▶ **EXERCÍCIO 1**:
Copie o texto sobre o livro de Cerri acerca do Theatro Municipal inteiro, sem mudar nada.

▶ **TEXTO**:
·····

Cerri criou o título Palco e plateia da sociedade paulistana, catalogou
programas e fotos e, segundo afirmou, consultou museólogos, arquitetos,
historiadores. Queria escrever o mais completo livro já publicado sobre o
Municipal. Sempre falou do projeto com esperança – mesmo quando co-
meçou a se deparar com a falta de patrocínio.
1986: o Theatro Municipal comemora 75 anos. E Cerri anuncia que o
livro sairá até o fim do ano.
1988: termina a reforma no teatro: “Agora vai” – é a época ideal para
lançar o livro.
1991: octogésimo aniversário da casa. E lá foi Cerri mostrar novamente
o projeto para a imprensa. Mas nada de conseguir patrocínio.
O produtor idealizou o livro cronologicamente, sendo os principais
acontecimentos divididos por década, sempre a partir dos programas que
salvara. Nos anos 1910, falaria da inauguração; em 1920, da Semana de
Arte Moderna de 1922; 1930, dos bailes de carnaval no teatro; 1940, do
Municipal em tempos de guerra... era uma boa ideia.

·····

▶ **REGISTROS**:

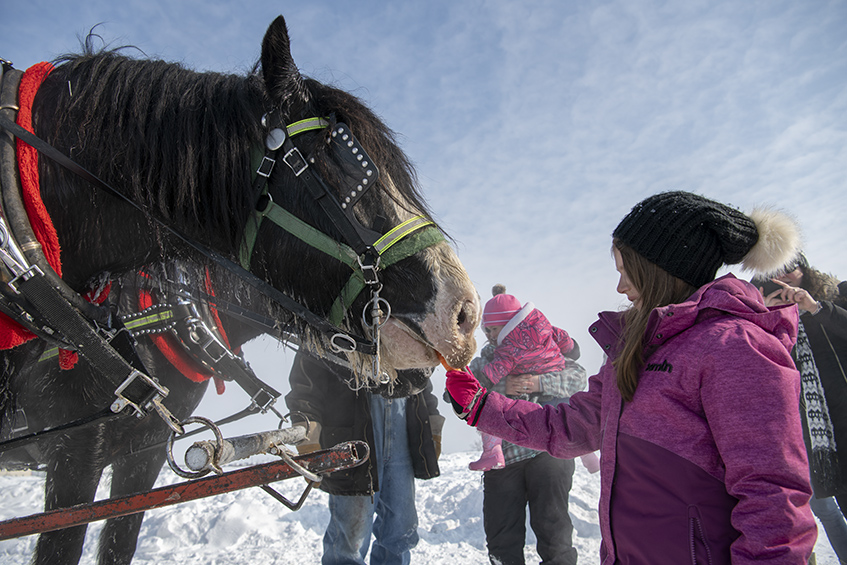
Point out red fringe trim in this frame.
[0,62,62,349]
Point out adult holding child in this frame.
[447,191,816,565]
[470,285,597,565]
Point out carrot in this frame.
[435,351,458,371]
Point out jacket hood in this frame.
[589,273,799,358]
[646,273,799,351]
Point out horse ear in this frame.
[262,16,308,107]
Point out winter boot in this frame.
[468,434,506,471]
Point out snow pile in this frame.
[0,452,838,565]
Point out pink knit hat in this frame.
[482,284,521,328]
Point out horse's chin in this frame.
[380,318,476,369]
[370,369,432,398]
[380,318,438,369]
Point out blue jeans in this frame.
[321,394,418,565]
[809,496,847,561]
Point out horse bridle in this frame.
[0,60,443,433]
[240,109,444,379]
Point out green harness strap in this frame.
[239,118,444,326]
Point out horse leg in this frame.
[97,442,170,565]
[32,451,103,565]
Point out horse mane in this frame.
[35,38,429,255]
[36,45,264,251]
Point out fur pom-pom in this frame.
[741,208,802,276]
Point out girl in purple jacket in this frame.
[447,192,817,565]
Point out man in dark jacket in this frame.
[285,352,444,565]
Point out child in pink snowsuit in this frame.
[469,285,599,472]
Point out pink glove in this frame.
[446,370,488,426]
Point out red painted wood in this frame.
[0,442,367,540]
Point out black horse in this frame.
[0,17,479,563]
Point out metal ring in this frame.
[329,333,356,353]
[166,416,224,479]
[362,296,391,329]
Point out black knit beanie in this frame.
[612,191,759,288]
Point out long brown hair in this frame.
[613,239,697,401]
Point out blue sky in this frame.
[0,0,847,449]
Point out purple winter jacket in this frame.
[477,275,817,565]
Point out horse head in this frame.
[26,17,480,392]
[247,17,479,384]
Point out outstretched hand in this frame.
[446,369,488,426]
[759,279,818,312]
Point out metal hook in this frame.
[166,416,224,479]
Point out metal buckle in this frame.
[256,155,276,178]
[282,147,309,177]
[250,389,276,414]
[356,255,382,285]
[329,333,356,353]
[110,370,168,418]
[4,262,44,294]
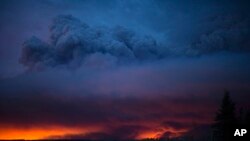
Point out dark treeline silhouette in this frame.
[212,91,250,141]
[15,91,250,141]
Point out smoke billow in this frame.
[20,15,159,69]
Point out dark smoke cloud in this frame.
[20,13,250,69]
[20,15,160,69]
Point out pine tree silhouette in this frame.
[213,91,237,141]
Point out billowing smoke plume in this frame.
[20,14,250,69]
[20,15,160,69]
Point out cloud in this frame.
[20,15,162,69]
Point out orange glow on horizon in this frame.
[136,128,188,139]
[0,127,99,140]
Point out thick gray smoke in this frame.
[20,15,160,69]
[20,14,250,69]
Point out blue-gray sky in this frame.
[0,0,250,139]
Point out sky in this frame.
[0,0,250,139]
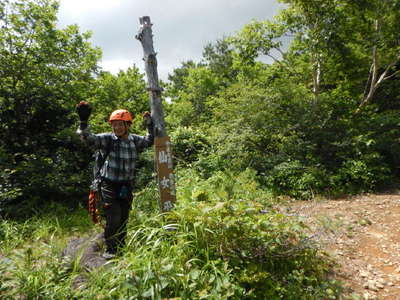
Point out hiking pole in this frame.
[136,16,176,212]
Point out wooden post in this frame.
[136,16,176,212]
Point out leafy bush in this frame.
[171,127,210,165]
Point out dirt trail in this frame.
[285,193,400,300]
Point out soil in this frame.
[281,192,400,300]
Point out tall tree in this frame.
[0,0,101,211]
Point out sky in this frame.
[58,0,282,80]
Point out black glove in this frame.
[76,101,92,130]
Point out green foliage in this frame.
[171,127,210,165]
[0,0,100,210]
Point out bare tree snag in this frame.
[136,16,176,212]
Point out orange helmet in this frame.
[108,109,132,123]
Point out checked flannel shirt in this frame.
[77,126,154,182]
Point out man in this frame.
[77,101,154,259]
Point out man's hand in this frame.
[76,101,92,130]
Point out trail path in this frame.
[283,193,400,300]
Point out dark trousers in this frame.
[101,181,132,253]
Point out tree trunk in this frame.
[136,16,176,212]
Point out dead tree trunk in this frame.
[136,16,176,212]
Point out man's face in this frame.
[111,120,129,137]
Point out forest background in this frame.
[0,0,400,299]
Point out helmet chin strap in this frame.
[112,122,129,137]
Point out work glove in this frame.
[76,101,92,130]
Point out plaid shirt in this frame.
[77,127,154,182]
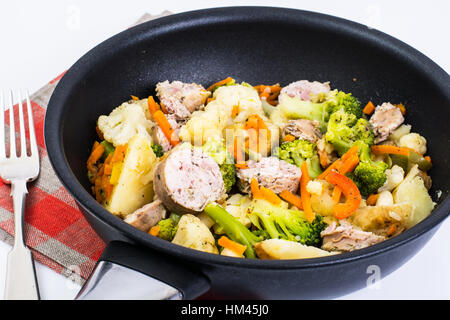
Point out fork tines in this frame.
[0,90,37,159]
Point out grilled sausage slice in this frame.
[283,119,322,143]
[236,157,302,193]
[153,144,225,214]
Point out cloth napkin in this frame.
[0,11,171,285]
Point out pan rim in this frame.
[44,6,450,270]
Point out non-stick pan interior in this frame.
[51,8,450,228]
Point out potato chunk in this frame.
[172,214,219,254]
[255,239,335,260]
[105,134,157,217]
[392,165,436,228]
[348,203,413,236]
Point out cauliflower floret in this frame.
[172,214,219,254]
[306,180,323,196]
[399,133,427,155]
[378,165,405,193]
[179,85,264,144]
[97,100,155,147]
[376,190,394,206]
[225,193,252,228]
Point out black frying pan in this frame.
[45,7,450,299]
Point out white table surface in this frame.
[0,0,450,299]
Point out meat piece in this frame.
[320,220,386,251]
[152,114,184,153]
[236,157,302,193]
[153,144,225,214]
[156,80,211,120]
[283,119,322,143]
[369,102,405,143]
[280,80,331,101]
[124,200,166,232]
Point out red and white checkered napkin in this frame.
[0,11,170,284]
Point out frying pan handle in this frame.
[75,241,210,300]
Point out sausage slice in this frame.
[153,144,225,214]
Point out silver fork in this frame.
[0,91,39,300]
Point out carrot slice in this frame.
[338,154,359,174]
[259,187,281,205]
[206,77,233,91]
[109,144,128,165]
[217,236,247,256]
[104,164,112,175]
[371,145,411,156]
[283,134,295,142]
[232,136,245,164]
[300,161,315,222]
[280,190,303,209]
[244,115,259,129]
[234,162,248,169]
[153,110,180,147]
[148,225,161,237]
[231,104,239,118]
[147,96,160,115]
[159,102,168,114]
[95,126,105,140]
[331,187,342,203]
[363,101,375,114]
[327,171,362,219]
[316,146,359,179]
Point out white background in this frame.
[0,0,450,299]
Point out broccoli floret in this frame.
[152,143,164,158]
[202,137,236,192]
[278,93,331,132]
[278,90,363,132]
[273,140,322,179]
[158,213,180,241]
[204,202,263,258]
[325,109,374,155]
[349,142,388,197]
[327,90,363,119]
[250,199,326,247]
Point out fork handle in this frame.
[5,180,39,300]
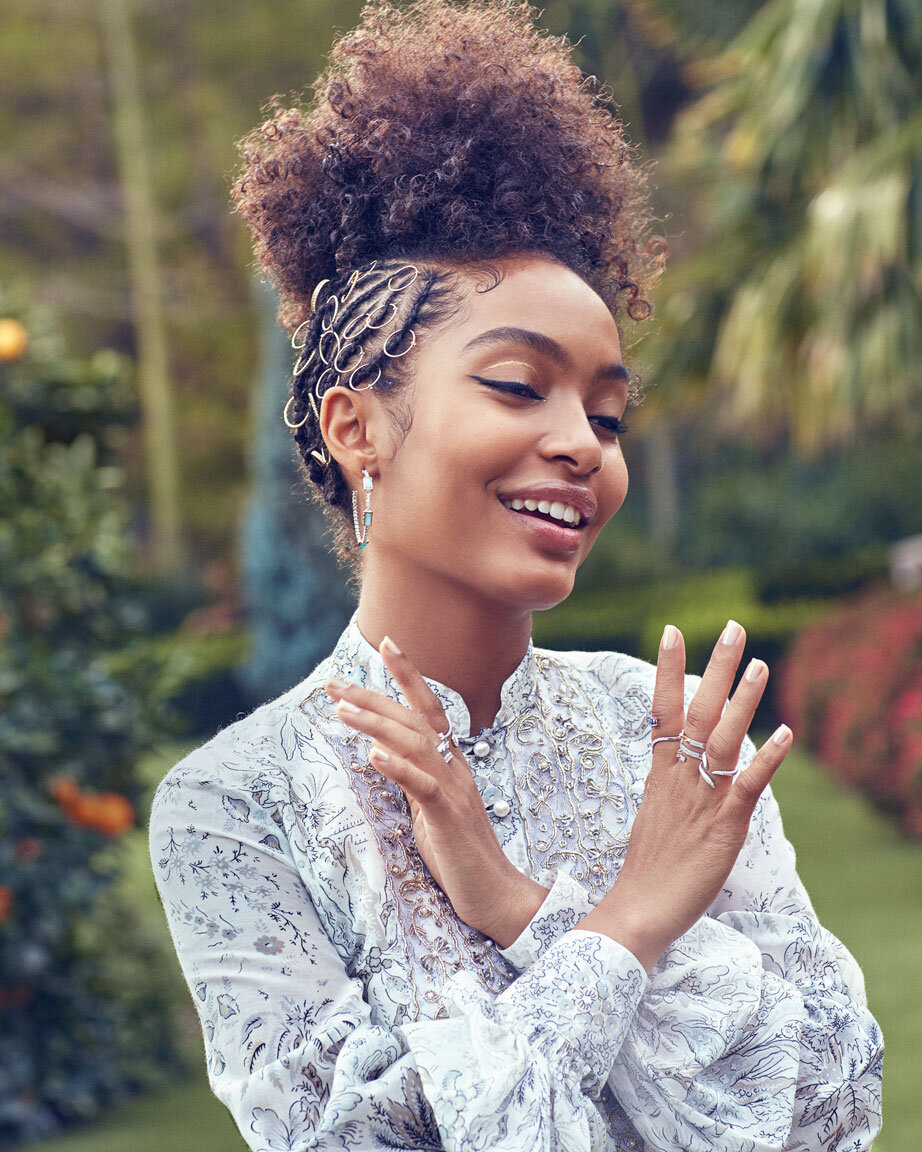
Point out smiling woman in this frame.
[151,0,882,1152]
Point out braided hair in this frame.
[234,0,662,551]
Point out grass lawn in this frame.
[33,753,922,1152]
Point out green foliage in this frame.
[655,0,922,454]
[242,278,355,700]
[0,313,199,1146]
[781,590,922,835]
[535,568,829,726]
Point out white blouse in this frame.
[150,620,883,1152]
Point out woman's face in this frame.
[371,257,628,611]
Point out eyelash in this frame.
[474,376,628,435]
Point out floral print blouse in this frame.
[150,619,883,1152]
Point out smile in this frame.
[502,498,582,528]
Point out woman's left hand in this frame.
[326,637,547,948]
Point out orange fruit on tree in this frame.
[0,316,29,364]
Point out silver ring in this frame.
[292,317,312,351]
[281,396,310,429]
[383,328,416,359]
[650,736,682,748]
[436,720,454,764]
[698,752,717,788]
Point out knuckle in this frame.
[685,700,711,732]
[708,729,739,761]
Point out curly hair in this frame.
[233,0,662,557]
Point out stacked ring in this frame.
[437,720,454,764]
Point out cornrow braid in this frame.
[285,260,455,527]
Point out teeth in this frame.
[504,497,582,524]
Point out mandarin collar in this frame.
[331,613,537,741]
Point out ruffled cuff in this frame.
[400,931,647,1152]
[500,869,592,972]
[499,929,647,1099]
[609,918,807,1152]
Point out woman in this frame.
[151,0,882,1152]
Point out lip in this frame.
[500,501,583,559]
[499,483,598,532]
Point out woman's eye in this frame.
[474,376,544,400]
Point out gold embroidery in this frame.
[300,688,515,1018]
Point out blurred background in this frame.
[0,0,922,1152]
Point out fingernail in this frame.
[662,624,679,650]
[720,620,742,645]
[771,723,793,744]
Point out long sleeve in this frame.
[610,741,883,1152]
[486,738,883,1152]
[150,750,645,1152]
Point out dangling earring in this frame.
[353,468,375,548]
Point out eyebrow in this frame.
[461,327,630,384]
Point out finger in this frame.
[685,620,746,741]
[708,660,769,779]
[368,746,440,816]
[378,636,448,733]
[726,723,794,821]
[326,680,431,733]
[337,699,445,772]
[650,624,685,764]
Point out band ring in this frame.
[436,720,454,764]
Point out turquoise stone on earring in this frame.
[353,468,375,548]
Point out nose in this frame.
[541,397,603,476]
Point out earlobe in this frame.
[320,387,377,478]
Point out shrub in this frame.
[0,311,194,1147]
[780,590,922,835]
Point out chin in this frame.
[488,566,576,612]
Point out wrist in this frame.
[575,889,672,972]
[481,867,550,948]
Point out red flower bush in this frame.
[779,591,922,835]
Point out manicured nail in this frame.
[771,723,793,744]
[662,624,679,650]
[720,620,742,645]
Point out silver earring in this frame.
[353,468,375,548]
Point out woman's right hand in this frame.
[326,637,547,948]
[579,621,792,971]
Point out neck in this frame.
[357,556,531,733]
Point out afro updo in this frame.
[234,0,660,331]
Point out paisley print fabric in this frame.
[150,620,883,1152]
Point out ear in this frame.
[320,386,383,486]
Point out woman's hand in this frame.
[579,621,792,971]
[326,637,547,948]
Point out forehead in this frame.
[440,257,621,364]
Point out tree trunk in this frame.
[644,412,679,560]
[99,0,184,574]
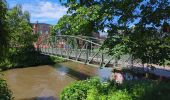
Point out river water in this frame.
[3,61,111,100]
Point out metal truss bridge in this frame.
[37,35,129,67]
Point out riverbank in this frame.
[0,53,67,71]
[3,61,111,100]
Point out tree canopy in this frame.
[56,0,170,64]
[0,0,9,61]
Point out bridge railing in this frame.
[38,35,134,67]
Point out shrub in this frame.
[0,79,12,100]
[60,78,170,100]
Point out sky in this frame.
[6,0,67,25]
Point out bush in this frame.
[60,78,170,100]
[0,79,12,100]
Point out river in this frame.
[3,61,111,100]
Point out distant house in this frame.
[32,22,51,34]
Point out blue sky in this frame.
[7,0,67,25]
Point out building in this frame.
[32,21,51,34]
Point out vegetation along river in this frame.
[3,61,111,100]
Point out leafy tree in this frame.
[0,0,9,61]
[0,5,36,69]
[54,4,102,36]
[60,0,170,64]
[7,5,34,48]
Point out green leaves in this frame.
[0,77,13,100]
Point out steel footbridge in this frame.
[36,35,130,67]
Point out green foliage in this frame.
[7,5,36,50]
[0,77,13,100]
[0,0,9,61]
[53,4,101,36]
[56,0,170,65]
[60,78,170,100]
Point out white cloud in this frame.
[22,1,67,23]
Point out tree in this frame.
[0,0,9,61]
[7,5,34,48]
[0,5,36,69]
[54,4,102,36]
[58,0,170,64]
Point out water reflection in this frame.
[4,62,111,100]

·····

▶ **EXERCÍCIO 2**:
Reescreva os registros entre as linhas que contêm "Point out white background in this frame." e "[698,752,717,788]", inclusive, trocando "braided hair" por "wavy hair" e deixando todo o resto igual. Não inclua as imagens na resposta.

▶ **RESULTADO 1**:
Cerri criou o título Palco e plateia da sociedade paulistana, catalogou
programas e fotos e, segundo afirmou, consultou museólogos, arquitetos,
historiadores. Queria escrever o mais completo livro já publicado sobre o
Municipal. Sempre falou do projeto com esperança – mesmo quando co-
meçou a se deparar com a falta de patrocínio.
1986: o Theatro Municipal comemora 75 anos. E Cerri anuncia que o
livro sairá até o fim do ano.
1988: termina a reforma no teatro: “Agora vai” – é a época ideal para
lançar o livro.
1991: octogésimo aniversário da casa. E lá foi Cerri mostrar novamente
o projeto para a imprensa. Mas nada de conseguir patrocínio.
O produtor idealizou o livro cronologicamente, sendo os principais
acontecimentos divididos por década, sempre a partir dos programas que
salvara. Nos anos 1910, falaria da inauguração; em 1920, da Semana de
Arte Moderna de 1922; 1930, dos bailes de carnaval no teatro; 1940, do
Municipal em tempos de guerra... era uma boa ideia.

▶ **RESULTADO 2**:
Point out white background in this frame.
[0,0,450,299]
Point out broccoli floret in this frame.
[152,143,164,158]
[202,137,236,192]
[278,93,331,132]
[278,90,363,132]
[273,140,322,179]
[158,213,180,241]
[204,202,263,258]
[325,109,374,155]
[349,142,388,197]
[327,90,363,119]
[250,199,326,247]
Point out fork handle in this frame.
[5,180,39,300]
Point out smiling woman in this frame.
[151,0,882,1152]
Point out wavy hair in this frame.
[234,0,662,551]
Point out grass lawn in this frame.
[33,753,922,1152]
Point out green foliage in this frame.
[655,0,922,454]
[242,278,355,700]
[0,313,199,1146]
[781,590,922,835]
[535,568,829,726]
Point out white blouse in this frame.
[150,620,883,1152]
Point out woman's face in this frame.
[371,257,628,611]
Point out eyelash in this frame.
[474,376,628,435]
Point out floral print blouse in this frame.
[150,619,883,1152]
Point out smile in this frame.
[502,498,582,528]
Point out woman's left hand in this frame.
[326,637,547,948]
Point out orange fruit on tree in this frame.
[0,316,29,364]
Point out silver ring in this frame.
[292,317,312,351]
[281,396,310,429]
[383,328,416,359]
[650,736,682,748]
[436,720,454,764]
[698,752,717,788]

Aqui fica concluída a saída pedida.